» What to do
Without the pictures, output the records below word for word.

(Stored data entries)
◇ ◇ ◇ ◇

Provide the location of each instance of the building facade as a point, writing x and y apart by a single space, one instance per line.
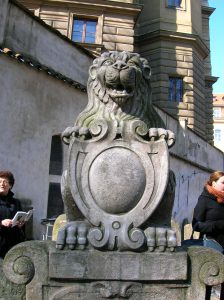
43 76
218 117
172 35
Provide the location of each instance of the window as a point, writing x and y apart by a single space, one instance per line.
175 89
216 112
55 202
174 3
84 31
217 135
56 158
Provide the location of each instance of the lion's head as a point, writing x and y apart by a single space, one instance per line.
119 89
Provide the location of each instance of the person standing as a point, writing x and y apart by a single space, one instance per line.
208 217
9 236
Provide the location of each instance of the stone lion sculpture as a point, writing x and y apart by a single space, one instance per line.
117 190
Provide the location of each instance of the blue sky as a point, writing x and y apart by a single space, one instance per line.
217 44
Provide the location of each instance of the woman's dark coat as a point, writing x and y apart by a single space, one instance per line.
9 236
209 217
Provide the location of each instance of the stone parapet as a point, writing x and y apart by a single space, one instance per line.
49 274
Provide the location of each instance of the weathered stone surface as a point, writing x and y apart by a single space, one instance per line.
125 266
50 274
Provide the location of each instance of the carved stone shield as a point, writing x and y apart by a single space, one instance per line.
117 183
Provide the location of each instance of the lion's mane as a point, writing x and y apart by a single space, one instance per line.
119 89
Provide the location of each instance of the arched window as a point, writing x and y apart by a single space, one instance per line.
56 158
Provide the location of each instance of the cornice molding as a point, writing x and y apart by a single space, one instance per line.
207 10
187 38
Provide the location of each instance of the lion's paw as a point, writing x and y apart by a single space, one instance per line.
74 131
161 239
162 134
74 235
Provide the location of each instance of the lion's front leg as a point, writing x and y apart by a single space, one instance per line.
77 131
161 133
74 235
160 239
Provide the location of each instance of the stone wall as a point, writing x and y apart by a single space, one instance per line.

◇ ◇ ◇ ◇

» Answer section
Provide the location of each instance of the building facade as a point, writing x and y apart by a single space, one instance per line.
43 76
218 117
172 35
Provide the location of each instance of the window as a point, writing x and y apart by a single space, one instance per line.
175 89
216 112
55 202
174 3
84 31
217 135
56 158
Provide the location of each instance of the lion's head as a point, writing x and y apart by a single space, one instance per line.
119 89
Provide the location of each instance of the person standing as a point, writing x and y apart by a single space, one instance per line.
208 217
9 236
Provide the location of each instance of the stone lion sculpture as a point, writing x and y apart by a single space, one instance per line.
117 190
Provide the location of each instance of the blue sky as a point, writing x and y apart by a single space, one instance per line.
217 44
Provide the location of each instance of the woman's dark coat as a point, writing x and y apart by a single space, one instance per line.
9 236
209 217
Provide the location of each instance of the stone parapet as a point, writing x and y apart by a single space, one instance per line.
49 274
Provide the location of each instance of the weathered stone surface as a point, writing x and y apart by a single space, one instance per line.
125 266
50 274
Provide the location of each instance of the carved stone shield as a point, writing x and y apart by a single space, one instance per line.
117 183
Provide the location of each instance of the lion's mane as a point, writing x and y apart by a single space, one instance per line.
119 89
Provide the location of each instance of the arched window as a point, writing x and y apart by a single space, one instance per line.
56 158
Provide the location of each instance of the cornice molding as a point, writing x and y apart by a single space, one instance per line.
207 10
187 38
Provide the location of each instance of the lion's paw as a point, writing x and y apart by a single space, one instance per line.
74 131
161 239
162 134
74 235
Provide the location of each instance of the lion's front leg as a point, writing x and y apart by a single space, one instance per line.
77 131
161 133
74 235
160 239
Provide the location of each instance of the stone wall as a point, writing x and y apart by a single space, one instance per line.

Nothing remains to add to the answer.